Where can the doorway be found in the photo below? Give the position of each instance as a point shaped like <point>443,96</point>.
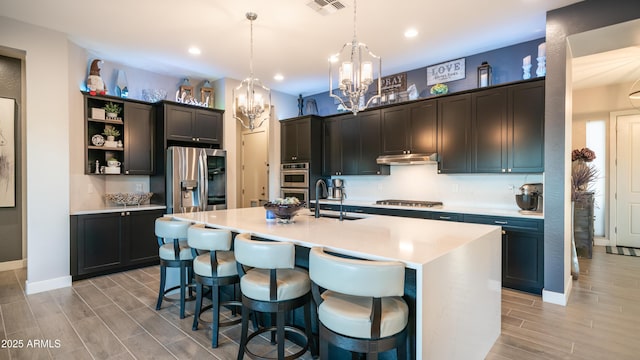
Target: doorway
<point>625,171</point>
<point>255,167</point>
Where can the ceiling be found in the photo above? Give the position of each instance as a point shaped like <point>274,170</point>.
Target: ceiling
<point>290,37</point>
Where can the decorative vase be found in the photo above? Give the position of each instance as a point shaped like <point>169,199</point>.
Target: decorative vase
<point>583,231</point>
<point>575,266</point>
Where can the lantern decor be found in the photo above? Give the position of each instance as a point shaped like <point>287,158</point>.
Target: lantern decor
<point>484,75</point>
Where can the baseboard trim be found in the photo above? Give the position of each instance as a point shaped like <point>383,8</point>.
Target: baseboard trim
<point>558,298</point>
<point>46,285</point>
<point>13,265</point>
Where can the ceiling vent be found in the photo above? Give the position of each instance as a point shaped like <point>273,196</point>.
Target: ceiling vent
<point>326,7</point>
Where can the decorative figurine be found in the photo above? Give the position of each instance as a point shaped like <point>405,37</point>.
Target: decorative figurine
<point>94,80</point>
<point>300,102</point>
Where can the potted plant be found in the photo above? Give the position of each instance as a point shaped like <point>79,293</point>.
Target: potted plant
<point>110,132</point>
<point>112,110</point>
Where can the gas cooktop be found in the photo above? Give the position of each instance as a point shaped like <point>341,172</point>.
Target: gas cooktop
<point>413,203</point>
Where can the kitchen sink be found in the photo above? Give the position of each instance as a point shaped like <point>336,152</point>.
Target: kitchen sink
<point>337,216</point>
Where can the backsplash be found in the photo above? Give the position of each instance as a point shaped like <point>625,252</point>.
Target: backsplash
<point>422,182</point>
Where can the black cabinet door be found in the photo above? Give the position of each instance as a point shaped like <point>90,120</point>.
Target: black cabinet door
<point>349,144</point>
<point>295,141</point>
<point>138,139</point>
<point>454,124</point>
<point>140,235</point>
<point>370,143</point>
<point>99,243</point>
<point>522,261</point>
<point>489,114</point>
<point>332,153</point>
<point>526,127</point>
<point>394,130</point>
<point>179,122</point>
<point>422,127</point>
<point>207,127</point>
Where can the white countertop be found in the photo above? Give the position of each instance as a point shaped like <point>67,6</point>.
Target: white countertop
<point>110,209</point>
<point>413,241</point>
<point>454,209</point>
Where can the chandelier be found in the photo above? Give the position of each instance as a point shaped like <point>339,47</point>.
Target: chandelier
<point>357,70</point>
<point>251,99</point>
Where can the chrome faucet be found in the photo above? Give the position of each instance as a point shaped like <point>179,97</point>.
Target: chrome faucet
<point>319,183</point>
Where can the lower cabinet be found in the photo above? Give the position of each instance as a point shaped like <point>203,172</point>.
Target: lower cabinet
<point>522,251</point>
<point>110,242</point>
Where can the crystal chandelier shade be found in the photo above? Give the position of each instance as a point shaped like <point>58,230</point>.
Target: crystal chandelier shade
<point>353,70</point>
<point>251,99</point>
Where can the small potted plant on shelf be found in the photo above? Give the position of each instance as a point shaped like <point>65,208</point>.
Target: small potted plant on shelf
<point>112,110</point>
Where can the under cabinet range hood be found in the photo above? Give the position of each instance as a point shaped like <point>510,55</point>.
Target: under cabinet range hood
<point>407,159</point>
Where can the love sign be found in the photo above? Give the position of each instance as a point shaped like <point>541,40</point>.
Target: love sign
<point>444,72</point>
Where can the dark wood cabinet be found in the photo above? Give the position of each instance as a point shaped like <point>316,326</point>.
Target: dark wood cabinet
<point>522,251</point>
<point>133,147</point>
<point>526,127</point>
<point>190,125</point>
<point>110,242</point>
<point>502,133</point>
<point>410,128</point>
<point>298,139</point>
<point>352,144</point>
<point>454,128</point>
<point>489,131</point>
<point>138,144</point>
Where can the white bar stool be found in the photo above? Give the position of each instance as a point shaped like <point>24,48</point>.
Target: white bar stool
<point>362,309</point>
<point>214,268</point>
<point>270,283</point>
<point>174,252</point>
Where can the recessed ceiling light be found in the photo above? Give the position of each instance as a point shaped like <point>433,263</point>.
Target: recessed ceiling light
<point>412,32</point>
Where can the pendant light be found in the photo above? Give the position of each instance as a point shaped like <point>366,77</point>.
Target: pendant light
<point>251,99</point>
<point>358,69</point>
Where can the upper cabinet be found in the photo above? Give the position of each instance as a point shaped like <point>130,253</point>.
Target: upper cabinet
<point>296,141</point>
<point>189,125</point>
<point>454,127</point>
<point>133,144</point>
<point>495,130</point>
<point>410,128</point>
<point>352,144</point>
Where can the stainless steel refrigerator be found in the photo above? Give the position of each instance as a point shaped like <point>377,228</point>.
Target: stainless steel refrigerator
<point>196,179</point>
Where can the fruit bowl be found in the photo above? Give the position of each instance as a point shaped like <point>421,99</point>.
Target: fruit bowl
<point>284,211</point>
<point>129,198</point>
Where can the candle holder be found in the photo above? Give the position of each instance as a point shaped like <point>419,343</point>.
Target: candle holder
<point>542,66</point>
<point>526,71</point>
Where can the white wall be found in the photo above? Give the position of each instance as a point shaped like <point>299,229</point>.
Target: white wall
<point>47,142</point>
<point>422,182</point>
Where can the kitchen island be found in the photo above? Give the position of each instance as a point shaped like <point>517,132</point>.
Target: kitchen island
<point>457,269</point>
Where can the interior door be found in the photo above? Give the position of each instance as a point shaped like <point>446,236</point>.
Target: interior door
<point>628,180</point>
<point>255,168</point>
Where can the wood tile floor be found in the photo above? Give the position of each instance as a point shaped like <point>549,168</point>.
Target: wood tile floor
<point>113,317</point>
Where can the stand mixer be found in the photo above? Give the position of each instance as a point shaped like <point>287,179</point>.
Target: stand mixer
<point>530,198</point>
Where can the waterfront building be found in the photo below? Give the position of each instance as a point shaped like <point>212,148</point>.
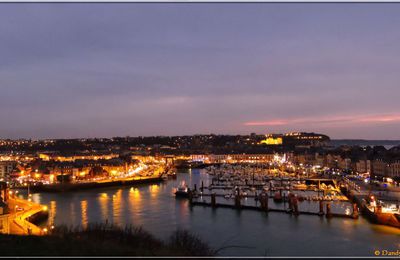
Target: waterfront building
<point>6,168</point>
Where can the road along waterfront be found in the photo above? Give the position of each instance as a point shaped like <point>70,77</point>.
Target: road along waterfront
<point>245,233</point>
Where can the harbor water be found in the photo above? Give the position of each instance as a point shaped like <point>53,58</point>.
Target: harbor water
<point>236,233</point>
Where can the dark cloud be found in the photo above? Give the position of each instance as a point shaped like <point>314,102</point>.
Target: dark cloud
<point>71,70</point>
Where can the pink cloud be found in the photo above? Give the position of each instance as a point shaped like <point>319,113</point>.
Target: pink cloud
<point>329,120</point>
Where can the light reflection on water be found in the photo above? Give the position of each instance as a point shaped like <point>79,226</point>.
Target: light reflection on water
<point>155,208</point>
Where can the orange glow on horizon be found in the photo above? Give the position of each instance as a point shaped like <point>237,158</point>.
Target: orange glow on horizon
<point>329,120</point>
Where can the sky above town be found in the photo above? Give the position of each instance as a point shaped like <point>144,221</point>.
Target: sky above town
<point>104,70</point>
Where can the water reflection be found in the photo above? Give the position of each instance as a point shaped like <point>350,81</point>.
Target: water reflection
<point>103,201</point>
<point>52,212</point>
<point>117,207</point>
<point>154,190</point>
<point>84,213</point>
<point>155,208</point>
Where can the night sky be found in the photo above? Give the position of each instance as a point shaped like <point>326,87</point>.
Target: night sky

* * * * *

Copy out the listing above word for word, from its first line to its last, omitting the pictures.

Correct result:
Where can the doorway be found in the photo below? Give the position of each instance as a point shaped like <point>443,96</point>.
Target: doorway
<point>625,171</point>
<point>255,167</point>
Where can the ceiling be found in the photo above? Give the position of each instance as a point shaped like <point>274,170</point>.
Target: ceiling
<point>290,37</point>
Where can the decorative vase be found in the photo above? Give the position of each instance as a point shaped like <point>169,199</point>.
Target: decorative vase
<point>583,231</point>
<point>575,266</point>
Where can the lantern decor be found in the photo above? Give the position of each instance as a point shaped like <point>287,158</point>.
Target: lantern decor
<point>484,75</point>
Where can the baseboard trim be found in the photo above? Give the position of each instance as a point shaped like <point>383,8</point>.
Target: baseboard trim
<point>558,298</point>
<point>46,285</point>
<point>13,265</point>
Where can the ceiling vent be found in the photo above? Give the position of each instance as a point shaped like <point>273,196</point>.
Target: ceiling vent
<point>326,7</point>
Where can the decorative figurine be found in the photo above? Give the position of each instance as a point shaped like <point>405,37</point>.
Target: decorative figurine
<point>94,80</point>
<point>300,102</point>
Where can the potted plant be found in the photo above? Give the position of each instance as a point shaped like <point>79,293</point>.
Target: potted plant
<point>110,132</point>
<point>112,110</point>
Where can the gas cooktop be found in the photo above? Give the position of each instance as a point shaped like <point>341,172</point>.
Target: gas cooktop
<point>413,203</point>
Where can the kitchen sink be found in the photo above? Give the position of each instance as a point shaped like <point>336,152</point>.
Target: kitchen sink
<point>337,216</point>
Where can the backsplash be found in the photo above? Give the position of each instance as a point shaped like <point>625,252</point>.
Target: backsplash
<point>422,182</point>
Where can the black cabinet door be found in the photo above? Give the position of each instance as a point shaped like <point>90,120</point>.
Target: black cabinet door
<point>349,144</point>
<point>295,141</point>
<point>138,139</point>
<point>454,124</point>
<point>140,235</point>
<point>370,143</point>
<point>99,243</point>
<point>522,261</point>
<point>489,114</point>
<point>332,153</point>
<point>526,127</point>
<point>394,130</point>
<point>179,122</point>
<point>422,127</point>
<point>207,127</point>
Where can the white countertop be found in the photo above? Give the position of each instance as a point shaped like <point>67,6</point>.
Target: white countertop
<point>110,209</point>
<point>413,241</point>
<point>454,209</point>
Where can the chandelier be found in the photo above? Give the position of each instance as a point shaped like <point>339,47</point>.
Target: chandelier
<point>357,70</point>
<point>251,99</point>
Where can the chrome faucet be found in the photo above? Give the position of each instance as a point shaped like <point>179,97</point>.
Target: chrome faucet
<point>319,183</point>
Where can the lower cabinet be found in the photo above? Give the position of each instance as a point shaped like <point>203,172</point>.
Target: lower cabinet
<point>522,251</point>
<point>110,242</point>
Where can the crystal chandelier shade be found in the photo above? Give the position of each instance as a point shaped like <point>58,230</point>.
Target: crystal chandelier shade
<point>353,70</point>
<point>251,99</point>
Where can the small potted plant on shelf be found in the photo above? Give the position of each instance as a point shaped like <point>65,208</point>.
Target: small potted plant on shelf
<point>112,110</point>
Where can the under cabinet range hood be found in the photo above? Give the position of each instance as a point shaped like <point>510,55</point>.
Target: under cabinet range hood
<point>407,159</point>
Where can the love sign be found in the photo above? Give the position of each instance as a point shaped like <point>541,40</point>.
Target: love sign
<point>444,72</point>
Where can the dark wood cabinet be found in the photo above? Give the position of each instance as a point shaped like <point>316,326</point>.
Target: dark wood cabinet
<point>522,251</point>
<point>133,147</point>
<point>526,127</point>
<point>190,125</point>
<point>110,242</point>
<point>502,133</point>
<point>410,128</point>
<point>298,139</point>
<point>352,144</point>
<point>454,128</point>
<point>489,131</point>
<point>138,144</point>
Where can the white bar stool be found in the photo above? Give the position of each instance as a point shaped like <point>24,48</point>.
Target: white bar stool
<point>362,309</point>
<point>214,268</point>
<point>270,283</point>
<point>174,252</point>
Where can the recessed ceiling light be found in the photo above? Give the position of each instance as a point shaped like <point>433,263</point>.
Target: recessed ceiling light
<point>412,32</point>
Where can the pendant light be found in the photo above? Give the position of each instance as a point shaped like <point>366,77</point>.
Target: pendant light
<point>251,99</point>
<point>358,69</point>
Where can the upper cabinet be found in the photo above? Give the position of each instance as a point shaped like <point>130,253</point>.
Target: upper cabinet
<point>296,141</point>
<point>189,125</point>
<point>454,127</point>
<point>133,144</point>
<point>495,130</point>
<point>410,128</point>
<point>352,144</point>
Where can the stainless steel refrigerator be found in the photo above? Give the position of each instance as a point shaped like <point>377,228</point>.
Target: stainless steel refrigerator
<point>196,179</point>
Where can the fruit bowl be found in the photo above? Give the position of each instance as a point shaped like <point>421,99</point>.
Target: fruit bowl
<point>284,211</point>
<point>129,198</point>
Where can the candle holder be found in the photo above? Give the position of each instance as a point shaped like <point>419,343</point>.
Target: candle holder
<point>542,66</point>
<point>526,71</point>
Where can the white wall be found in the photo above? Give the position of each instance as a point shaped like <point>299,229</point>.
Target: white wall
<point>47,142</point>
<point>422,182</point>
Where can the kitchen island be found in the photo above? Give the position of each instance as a point shaped like <point>517,132</point>.
Target: kitchen island
<point>457,269</point>
Where can the interior door be found in the photo above? Give the position of each instance as a point shaped like <point>446,236</point>.
Target: interior door
<point>628,180</point>
<point>255,168</point>
Where can the wood tile floor be found in the photo above? Give the position of each instance as a point shaped like <point>549,168</point>.
Target: wood tile floor
<point>113,317</point>
Where can the stand mixer be found in the photo above? Give the position of each instance as a point shaped like <point>287,179</point>.
Target: stand mixer
<point>530,198</point>
Where can the waterfront building be found in the photo below? Give the position of each instance as a point shaped like <point>212,148</point>.
Target: waterfront building
<point>6,168</point>
Where can the road along waterfront be found in the photo above? Give the position of each instance as a point shaped like <point>70,77</point>.
Target: road along waterfront
<point>245,233</point>
Where can the harbor water be found in the photo above? Give the position of each instance as a point shaped like <point>53,58</point>.
Target: harbor water
<point>236,233</point>
Where can the dark cloud be found in the photo above? Give the position of each instance as a point shaped like <point>314,102</point>.
Target: dark cloud
<point>71,70</point>
Where can the pink cloud be found in the photo above? Give the position of each instance as a point shaped like <point>319,113</point>.
Target: pink cloud
<point>329,120</point>
Where can the light reflection on water be found in the photo above? Give the position of each instance as a point shaped like <point>79,226</point>.
Target: light reflection on water
<point>155,208</point>
Where can the orange glow on horizon be found in the photo above? Give the position of each instance as a point shaped like <point>237,158</point>.
Target: orange glow on horizon
<point>329,120</point>
Where can the sky above town be found in the photo above? Give the position of each instance as a point shaped like <point>144,221</point>.
Target: sky above town
<point>104,70</point>
Where can the water reflection be found in the photo above? Give the position of each instance as a point shaped like <point>350,81</point>.
Target: water reflection
<point>103,201</point>
<point>52,212</point>
<point>117,207</point>
<point>154,190</point>
<point>84,213</point>
<point>155,208</point>
Where can the night sky be found in the photo above? Give the position of each instance as a point shaped like <point>326,87</point>.
Target: night sky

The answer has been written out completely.